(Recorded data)
((

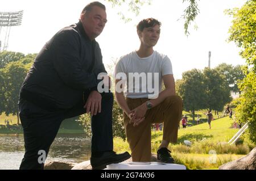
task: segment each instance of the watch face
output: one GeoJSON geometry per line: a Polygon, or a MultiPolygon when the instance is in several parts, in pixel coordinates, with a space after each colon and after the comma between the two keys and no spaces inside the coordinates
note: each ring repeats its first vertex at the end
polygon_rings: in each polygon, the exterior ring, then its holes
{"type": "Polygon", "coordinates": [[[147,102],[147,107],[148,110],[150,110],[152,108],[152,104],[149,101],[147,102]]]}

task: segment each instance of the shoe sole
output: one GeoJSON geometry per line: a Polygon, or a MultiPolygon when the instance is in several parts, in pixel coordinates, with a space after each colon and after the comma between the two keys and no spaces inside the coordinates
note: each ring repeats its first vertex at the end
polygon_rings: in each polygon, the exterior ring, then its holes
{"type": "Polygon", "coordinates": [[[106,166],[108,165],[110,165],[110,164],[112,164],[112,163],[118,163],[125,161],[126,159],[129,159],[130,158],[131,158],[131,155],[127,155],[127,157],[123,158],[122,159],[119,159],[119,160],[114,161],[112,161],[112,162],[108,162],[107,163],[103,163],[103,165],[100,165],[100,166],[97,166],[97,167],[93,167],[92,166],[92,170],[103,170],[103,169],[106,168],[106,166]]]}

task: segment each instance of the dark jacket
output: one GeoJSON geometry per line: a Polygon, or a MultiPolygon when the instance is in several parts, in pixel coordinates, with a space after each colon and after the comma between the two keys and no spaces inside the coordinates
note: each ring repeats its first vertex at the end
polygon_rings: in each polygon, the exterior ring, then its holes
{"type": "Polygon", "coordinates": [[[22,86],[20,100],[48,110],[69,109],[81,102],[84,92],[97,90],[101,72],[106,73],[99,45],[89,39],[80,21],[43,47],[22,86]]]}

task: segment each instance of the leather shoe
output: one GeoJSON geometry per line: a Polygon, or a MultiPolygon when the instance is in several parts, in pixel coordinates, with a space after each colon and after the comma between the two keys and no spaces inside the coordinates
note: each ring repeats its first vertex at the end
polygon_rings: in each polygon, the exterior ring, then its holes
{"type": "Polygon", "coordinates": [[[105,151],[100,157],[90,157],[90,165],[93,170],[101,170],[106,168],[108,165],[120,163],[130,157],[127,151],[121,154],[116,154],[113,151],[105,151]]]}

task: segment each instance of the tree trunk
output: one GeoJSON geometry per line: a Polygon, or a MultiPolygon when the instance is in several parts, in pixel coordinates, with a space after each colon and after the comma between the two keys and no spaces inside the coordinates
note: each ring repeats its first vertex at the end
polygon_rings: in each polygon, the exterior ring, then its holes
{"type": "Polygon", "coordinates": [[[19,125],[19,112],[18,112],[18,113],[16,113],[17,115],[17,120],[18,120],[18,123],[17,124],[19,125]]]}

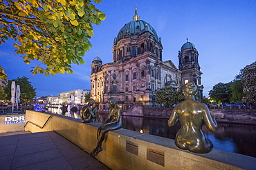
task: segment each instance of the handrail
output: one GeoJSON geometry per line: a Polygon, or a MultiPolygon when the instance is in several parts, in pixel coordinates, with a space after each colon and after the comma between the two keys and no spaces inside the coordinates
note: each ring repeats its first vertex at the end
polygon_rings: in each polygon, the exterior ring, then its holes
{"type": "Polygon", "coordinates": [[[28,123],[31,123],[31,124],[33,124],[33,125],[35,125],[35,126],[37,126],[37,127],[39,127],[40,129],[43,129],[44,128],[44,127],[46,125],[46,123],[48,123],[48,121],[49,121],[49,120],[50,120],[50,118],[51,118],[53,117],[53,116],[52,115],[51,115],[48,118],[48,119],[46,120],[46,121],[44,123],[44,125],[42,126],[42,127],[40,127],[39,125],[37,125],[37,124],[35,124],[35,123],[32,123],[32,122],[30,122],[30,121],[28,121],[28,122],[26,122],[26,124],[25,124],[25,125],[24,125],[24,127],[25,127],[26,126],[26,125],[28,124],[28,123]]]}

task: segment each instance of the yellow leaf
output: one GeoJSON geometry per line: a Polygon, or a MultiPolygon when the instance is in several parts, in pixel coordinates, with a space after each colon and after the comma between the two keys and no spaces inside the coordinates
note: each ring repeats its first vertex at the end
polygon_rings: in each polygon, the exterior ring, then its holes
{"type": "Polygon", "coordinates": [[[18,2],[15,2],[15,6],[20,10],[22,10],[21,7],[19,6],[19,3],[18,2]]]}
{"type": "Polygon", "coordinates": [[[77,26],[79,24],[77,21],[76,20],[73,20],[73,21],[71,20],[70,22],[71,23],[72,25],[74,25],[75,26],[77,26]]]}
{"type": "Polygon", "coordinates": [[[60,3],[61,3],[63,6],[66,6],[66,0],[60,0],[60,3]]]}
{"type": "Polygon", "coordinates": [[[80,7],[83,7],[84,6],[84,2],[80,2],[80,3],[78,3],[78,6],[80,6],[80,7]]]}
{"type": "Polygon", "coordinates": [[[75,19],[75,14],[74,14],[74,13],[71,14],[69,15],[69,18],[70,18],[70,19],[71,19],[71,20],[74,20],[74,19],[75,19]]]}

))
((

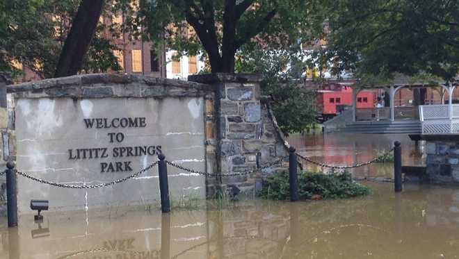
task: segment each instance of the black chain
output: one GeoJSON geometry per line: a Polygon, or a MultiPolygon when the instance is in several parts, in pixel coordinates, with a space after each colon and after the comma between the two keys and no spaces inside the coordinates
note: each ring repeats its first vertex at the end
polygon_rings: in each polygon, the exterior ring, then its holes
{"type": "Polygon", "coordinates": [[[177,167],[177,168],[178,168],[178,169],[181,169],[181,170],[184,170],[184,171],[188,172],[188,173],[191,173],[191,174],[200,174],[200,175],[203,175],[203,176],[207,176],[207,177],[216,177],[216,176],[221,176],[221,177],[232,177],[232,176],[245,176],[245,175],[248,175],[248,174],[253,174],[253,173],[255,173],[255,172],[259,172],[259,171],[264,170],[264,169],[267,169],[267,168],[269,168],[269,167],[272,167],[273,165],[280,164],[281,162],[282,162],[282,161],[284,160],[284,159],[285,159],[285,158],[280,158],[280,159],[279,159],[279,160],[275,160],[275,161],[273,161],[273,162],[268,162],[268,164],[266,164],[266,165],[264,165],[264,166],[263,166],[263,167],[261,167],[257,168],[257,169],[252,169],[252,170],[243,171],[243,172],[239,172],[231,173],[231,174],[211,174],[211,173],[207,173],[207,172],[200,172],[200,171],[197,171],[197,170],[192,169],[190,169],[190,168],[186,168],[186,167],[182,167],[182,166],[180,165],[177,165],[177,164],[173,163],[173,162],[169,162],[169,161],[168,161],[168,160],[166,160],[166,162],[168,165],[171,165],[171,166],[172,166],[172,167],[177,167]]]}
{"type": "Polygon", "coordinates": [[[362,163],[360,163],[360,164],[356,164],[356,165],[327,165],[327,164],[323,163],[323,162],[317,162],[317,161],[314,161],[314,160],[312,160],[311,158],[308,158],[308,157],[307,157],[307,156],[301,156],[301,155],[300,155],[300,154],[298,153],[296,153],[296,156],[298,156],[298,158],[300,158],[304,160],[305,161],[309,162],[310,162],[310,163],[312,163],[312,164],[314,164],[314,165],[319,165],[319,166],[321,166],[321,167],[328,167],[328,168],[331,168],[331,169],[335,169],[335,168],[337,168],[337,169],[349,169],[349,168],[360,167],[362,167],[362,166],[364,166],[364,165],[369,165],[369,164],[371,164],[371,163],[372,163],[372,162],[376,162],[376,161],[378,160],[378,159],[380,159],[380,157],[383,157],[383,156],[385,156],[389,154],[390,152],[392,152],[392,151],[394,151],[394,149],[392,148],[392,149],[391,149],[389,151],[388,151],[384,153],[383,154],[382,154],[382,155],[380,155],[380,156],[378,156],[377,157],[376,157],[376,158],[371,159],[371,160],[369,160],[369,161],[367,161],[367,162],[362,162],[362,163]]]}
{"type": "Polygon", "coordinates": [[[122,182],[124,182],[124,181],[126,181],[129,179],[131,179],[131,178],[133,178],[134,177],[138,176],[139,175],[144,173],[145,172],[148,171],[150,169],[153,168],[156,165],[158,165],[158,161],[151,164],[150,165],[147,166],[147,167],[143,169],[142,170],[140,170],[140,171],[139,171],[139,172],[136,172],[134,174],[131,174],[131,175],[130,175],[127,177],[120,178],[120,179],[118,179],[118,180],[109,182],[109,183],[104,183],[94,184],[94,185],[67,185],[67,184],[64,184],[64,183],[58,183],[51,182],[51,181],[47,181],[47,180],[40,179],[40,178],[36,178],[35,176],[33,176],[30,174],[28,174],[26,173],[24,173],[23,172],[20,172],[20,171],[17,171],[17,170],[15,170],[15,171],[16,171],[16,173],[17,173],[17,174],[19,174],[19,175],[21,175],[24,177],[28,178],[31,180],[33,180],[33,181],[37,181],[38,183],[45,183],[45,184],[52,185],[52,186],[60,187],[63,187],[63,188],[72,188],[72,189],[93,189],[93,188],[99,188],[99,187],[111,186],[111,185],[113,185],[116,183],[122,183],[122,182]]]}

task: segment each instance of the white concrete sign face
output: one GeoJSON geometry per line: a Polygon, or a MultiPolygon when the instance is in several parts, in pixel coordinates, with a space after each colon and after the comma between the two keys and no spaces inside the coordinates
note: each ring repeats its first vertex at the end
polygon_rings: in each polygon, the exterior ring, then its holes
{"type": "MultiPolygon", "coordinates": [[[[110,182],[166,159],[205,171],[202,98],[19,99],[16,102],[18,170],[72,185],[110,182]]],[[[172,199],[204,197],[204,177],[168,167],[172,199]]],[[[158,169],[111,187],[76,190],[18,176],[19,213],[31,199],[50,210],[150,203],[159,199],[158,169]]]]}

))

- _PROBLEM TO SOLVE_
Return every line of the records that contains the word "shoe".

- _WRITTEN ANSWER_
task: segment each instance of the shoe sole
task: segment each instance of the leather shoe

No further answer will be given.